Pero con ello está proclamando que Cristo es la luz del mundo. No se trata
de ideas, sino de un acontecimiento: estaba muerto y he vuelto a la vida,
era esclavo del pecado y he sido liberado. Esto ha de ser nuestra Cuaresma
y nuestra Pascua: el acontecimiento de Cristo que pasa por nuestra vida
sanando, iluminando, resucitando, comunicando vida nueva.
DOMINGO V DE CUARESMA
Ver la gloria
de Dios
Jn
11,1-45
«Señor, si hubieras estado aquí, no habría
muerto mi hermano». Idénticas palabras repiten las dos hermanas, cada una
por su cuenta. Palabras que son expresión de fe en Jesús, pero una fe muy
limitada, muy condicionada, muy a la medida humana. Creen que Jesús puede
curar un enfermo, pero no creen que puede
resucitar un muerto. ¿No es así también nuestra fe? Creemos «hasta cierto
punto». Y esta poca fe se manifiesta en expresiones de este tipo: «si las
circunstancias fueran favorables», «si el ambiente fuera mejor», «si
hubiese aprovechado aquella oportunidad». Ponemos condiciones al poder del
Señor. Y sin embargo su poder es incondicionado. «Para Dios nada hay
imposible» (Lc 1,37).

Filas de datos =>
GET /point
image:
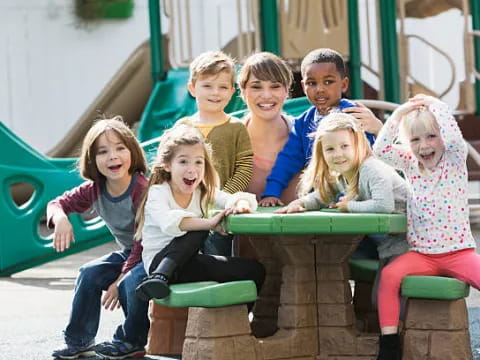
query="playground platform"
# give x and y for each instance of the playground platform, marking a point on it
(36, 304)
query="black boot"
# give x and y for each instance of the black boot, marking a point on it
(389, 347)
(156, 284)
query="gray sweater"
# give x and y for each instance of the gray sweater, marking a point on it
(380, 190)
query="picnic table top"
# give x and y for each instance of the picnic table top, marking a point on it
(325, 221)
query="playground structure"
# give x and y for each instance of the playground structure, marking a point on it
(150, 92)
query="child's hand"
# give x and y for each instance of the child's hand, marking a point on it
(241, 207)
(425, 100)
(216, 222)
(366, 119)
(63, 233)
(271, 201)
(342, 204)
(110, 298)
(293, 207)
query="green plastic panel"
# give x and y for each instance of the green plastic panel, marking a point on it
(434, 287)
(210, 294)
(363, 269)
(265, 221)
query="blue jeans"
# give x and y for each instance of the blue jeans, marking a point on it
(93, 278)
(135, 328)
(367, 248)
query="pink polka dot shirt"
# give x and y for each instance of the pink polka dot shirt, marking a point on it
(437, 205)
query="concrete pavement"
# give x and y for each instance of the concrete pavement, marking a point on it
(35, 306)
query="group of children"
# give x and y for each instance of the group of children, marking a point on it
(206, 161)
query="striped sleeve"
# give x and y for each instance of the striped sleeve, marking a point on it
(242, 174)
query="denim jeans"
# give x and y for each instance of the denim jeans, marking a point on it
(218, 244)
(95, 277)
(135, 328)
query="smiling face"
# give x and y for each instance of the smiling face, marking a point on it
(112, 157)
(323, 85)
(264, 99)
(427, 146)
(338, 148)
(187, 169)
(212, 92)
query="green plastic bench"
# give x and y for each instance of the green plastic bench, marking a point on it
(210, 294)
(434, 287)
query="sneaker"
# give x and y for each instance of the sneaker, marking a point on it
(153, 286)
(72, 352)
(119, 350)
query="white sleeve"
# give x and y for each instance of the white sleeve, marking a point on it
(311, 201)
(224, 200)
(159, 211)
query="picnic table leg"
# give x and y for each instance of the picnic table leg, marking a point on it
(336, 319)
(266, 307)
(297, 324)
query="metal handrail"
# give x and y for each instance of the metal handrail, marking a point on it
(390, 106)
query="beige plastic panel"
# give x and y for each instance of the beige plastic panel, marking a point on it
(309, 24)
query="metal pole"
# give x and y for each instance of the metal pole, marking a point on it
(356, 86)
(475, 11)
(156, 49)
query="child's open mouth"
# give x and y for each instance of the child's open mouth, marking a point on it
(189, 182)
(427, 157)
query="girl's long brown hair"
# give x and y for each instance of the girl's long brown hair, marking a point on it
(317, 175)
(169, 143)
(86, 162)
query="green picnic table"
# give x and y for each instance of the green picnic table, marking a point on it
(305, 307)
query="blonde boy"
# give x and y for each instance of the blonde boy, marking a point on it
(212, 79)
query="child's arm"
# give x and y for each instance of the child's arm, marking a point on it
(243, 168)
(385, 148)
(294, 207)
(77, 200)
(240, 202)
(450, 132)
(63, 233)
(310, 201)
(289, 162)
(194, 224)
(379, 183)
(365, 118)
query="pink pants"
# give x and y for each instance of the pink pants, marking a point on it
(463, 265)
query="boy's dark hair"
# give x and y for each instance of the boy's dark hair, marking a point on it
(324, 55)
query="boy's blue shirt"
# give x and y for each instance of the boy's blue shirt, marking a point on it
(297, 152)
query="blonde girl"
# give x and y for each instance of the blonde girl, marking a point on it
(344, 174)
(173, 222)
(112, 163)
(264, 81)
(433, 157)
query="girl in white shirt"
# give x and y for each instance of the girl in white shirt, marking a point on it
(432, 155)
(172, 220)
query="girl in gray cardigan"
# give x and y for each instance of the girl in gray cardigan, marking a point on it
(344, 174)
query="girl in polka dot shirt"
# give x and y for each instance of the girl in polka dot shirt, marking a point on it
(432, 155)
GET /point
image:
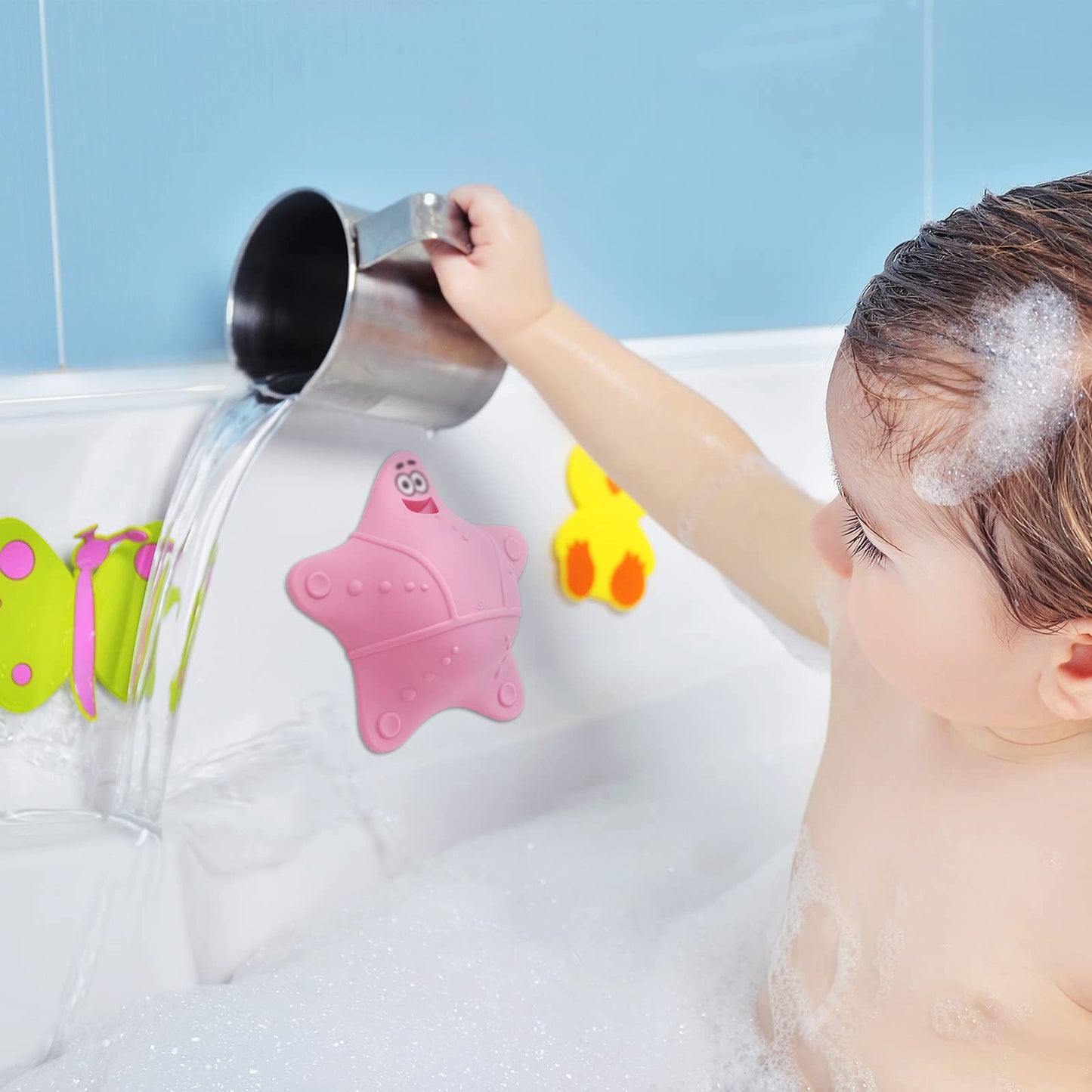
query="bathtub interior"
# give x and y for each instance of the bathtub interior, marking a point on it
(684, 723)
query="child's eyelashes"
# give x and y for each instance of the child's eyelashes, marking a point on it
(859, 544)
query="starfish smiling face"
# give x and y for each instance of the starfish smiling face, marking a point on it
(412, 484)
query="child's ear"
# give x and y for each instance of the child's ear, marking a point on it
(1066, 685)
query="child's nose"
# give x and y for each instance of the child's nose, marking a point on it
(828, 539)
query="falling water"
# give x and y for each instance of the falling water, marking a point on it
(230, 441)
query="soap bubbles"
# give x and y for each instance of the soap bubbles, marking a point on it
(1029, 387)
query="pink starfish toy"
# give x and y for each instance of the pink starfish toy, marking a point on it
(425, 604)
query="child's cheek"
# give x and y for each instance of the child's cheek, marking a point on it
(905, 648)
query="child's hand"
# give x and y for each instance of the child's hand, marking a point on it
(503, 285)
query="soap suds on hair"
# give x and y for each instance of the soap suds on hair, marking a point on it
(1029, 387)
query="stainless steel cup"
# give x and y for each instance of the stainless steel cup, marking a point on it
(341, 306)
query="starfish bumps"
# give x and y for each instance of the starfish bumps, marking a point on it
(425, 604)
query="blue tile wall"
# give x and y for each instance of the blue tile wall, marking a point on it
(1011, 95)
(694, 166)
(27, 312)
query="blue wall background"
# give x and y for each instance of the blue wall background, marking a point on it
(694, 165)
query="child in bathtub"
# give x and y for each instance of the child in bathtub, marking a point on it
(939, 924)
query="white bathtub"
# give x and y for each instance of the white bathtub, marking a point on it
(275, 812)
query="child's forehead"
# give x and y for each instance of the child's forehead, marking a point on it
(871, 466)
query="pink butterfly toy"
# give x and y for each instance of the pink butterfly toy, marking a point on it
(425, 604)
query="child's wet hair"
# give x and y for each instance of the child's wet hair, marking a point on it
(915, 344)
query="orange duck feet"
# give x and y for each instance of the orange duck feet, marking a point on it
(627, 584)
(579, 571)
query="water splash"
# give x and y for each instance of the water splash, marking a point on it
(230, 441)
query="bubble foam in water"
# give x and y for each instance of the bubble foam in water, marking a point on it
(595, 947)
(1029, 344)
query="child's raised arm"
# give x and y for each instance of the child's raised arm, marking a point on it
(688, 464)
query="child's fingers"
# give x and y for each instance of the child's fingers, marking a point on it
(485, 206)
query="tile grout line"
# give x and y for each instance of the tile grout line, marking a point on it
(54, 237)
(927, 110)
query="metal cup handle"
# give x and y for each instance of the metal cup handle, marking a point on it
(412, 220)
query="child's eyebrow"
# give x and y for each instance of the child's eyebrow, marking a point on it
(858, 510)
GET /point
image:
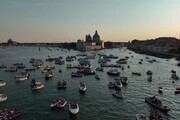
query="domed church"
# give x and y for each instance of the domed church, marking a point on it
(90, 43)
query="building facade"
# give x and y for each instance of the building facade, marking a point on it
(90, 43)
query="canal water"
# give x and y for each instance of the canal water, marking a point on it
(97, 103)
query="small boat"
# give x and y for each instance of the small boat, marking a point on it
(118, 94)
(174, 76)
(59, 103)
(156, 103)
(3, 97)
(150, 78)
(160, 90)
(136, 73)
(113, 72)
(99, 69)
(97, 77)
(118, 84)
(9, 114)
(76, 74)
(141, 117)
(2, 83)
(111, 85)
(62, 84)
(82, 87)
(149, 72)
(36, 85)
(48, 75)
(73, 108)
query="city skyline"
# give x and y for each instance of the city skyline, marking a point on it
(68, 20)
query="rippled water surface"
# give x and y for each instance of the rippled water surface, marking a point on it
(97, 103)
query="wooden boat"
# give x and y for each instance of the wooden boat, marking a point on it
(73, 108)
(156, 103)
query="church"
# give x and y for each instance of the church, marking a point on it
(90, 43)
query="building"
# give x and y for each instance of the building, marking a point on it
(90, 43)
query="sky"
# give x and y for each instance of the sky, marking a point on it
(68, 20)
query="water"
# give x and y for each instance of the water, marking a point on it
(97, 103)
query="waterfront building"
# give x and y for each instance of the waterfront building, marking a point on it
(90, 43)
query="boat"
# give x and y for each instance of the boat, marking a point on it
(73, 108)
(124, 80)
(141, 117)
(160, 90)
(59, 103)
(36, 85)
(82, 87)
(2, 83)
(99, 69)
(174, 76)
(76, 74)
(118, 84)
(118, 94)
(9, 114)
(62, 84)
(113, 72)
(149, 72)
(111, 85)
(149, 78)
(122, 61)
(136, 73)
(48, 75)
(97, 77)
(3, 97)
(156, 103)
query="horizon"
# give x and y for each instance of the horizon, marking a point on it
(58, 21)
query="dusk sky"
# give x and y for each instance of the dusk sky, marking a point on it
(69, 20)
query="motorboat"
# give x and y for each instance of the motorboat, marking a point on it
(174, 76)
(99, 69)
(97, 77)
(76, 74)
(36, 85)
(59, 103)
(2, 83)
(118, 84)
(149, 72)
(73, 108)
(124, 80)
(150, 78)
(82, 87)
(113, 72)
(22, 76)
(160, 90)
(3, 97)
(122, 61)
(48, 75)
(141, 117)
(136, 73)
(62, 84)
(156, 103)
(118, 94)
(111, 85)
(9, 114)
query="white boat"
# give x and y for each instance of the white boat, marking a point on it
(3, 97)
(118, 94)
(82, 87)
(2, 83)
(74, 108)
(141, 117)
(36, 85)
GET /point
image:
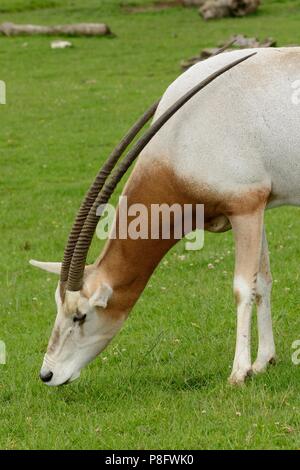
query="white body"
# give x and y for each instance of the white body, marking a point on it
(235, 147)
(242, 130)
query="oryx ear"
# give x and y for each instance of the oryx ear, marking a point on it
(49, 267)
(101, 297)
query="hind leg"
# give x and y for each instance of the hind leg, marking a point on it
(248, 230)
(266, 346)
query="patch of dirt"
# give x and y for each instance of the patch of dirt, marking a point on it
(158, 6)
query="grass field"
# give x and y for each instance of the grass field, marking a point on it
(163, 381)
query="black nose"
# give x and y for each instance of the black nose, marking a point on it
(46, 377)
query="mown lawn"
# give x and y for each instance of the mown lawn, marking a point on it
(163, 381)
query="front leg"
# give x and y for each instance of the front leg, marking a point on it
(247, 229)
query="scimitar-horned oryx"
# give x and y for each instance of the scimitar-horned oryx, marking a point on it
(234, 147)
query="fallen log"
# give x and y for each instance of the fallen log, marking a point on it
(79, 29)
(222, 8)
(238, 41)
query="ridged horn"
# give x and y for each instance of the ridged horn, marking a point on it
(76, 271)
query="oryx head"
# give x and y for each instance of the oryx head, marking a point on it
(88, 315)
(84, 326)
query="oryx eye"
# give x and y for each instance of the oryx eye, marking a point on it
(79, 318)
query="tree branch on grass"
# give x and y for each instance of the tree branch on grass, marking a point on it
(79, 29)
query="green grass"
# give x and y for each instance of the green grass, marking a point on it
(163, 382)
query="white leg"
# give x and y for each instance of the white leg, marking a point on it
(247, 230)
(266, 346)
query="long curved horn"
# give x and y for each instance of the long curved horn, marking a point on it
(97, 186)
(80, 253)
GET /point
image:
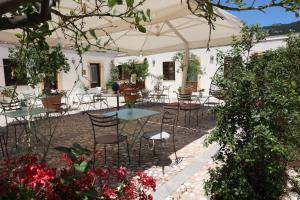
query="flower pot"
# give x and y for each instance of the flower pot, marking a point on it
(52, 102)
(5, 99)
(130, 94)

Tarea => Según el texto sobre el quinto domingo de Cuaresma, ¿qué no creen las dos hermanas que Jesús pueda hacer? Responde basándote solo en el texto.

Respuesta => No creen que Jesús pueda resucitar a un muerto.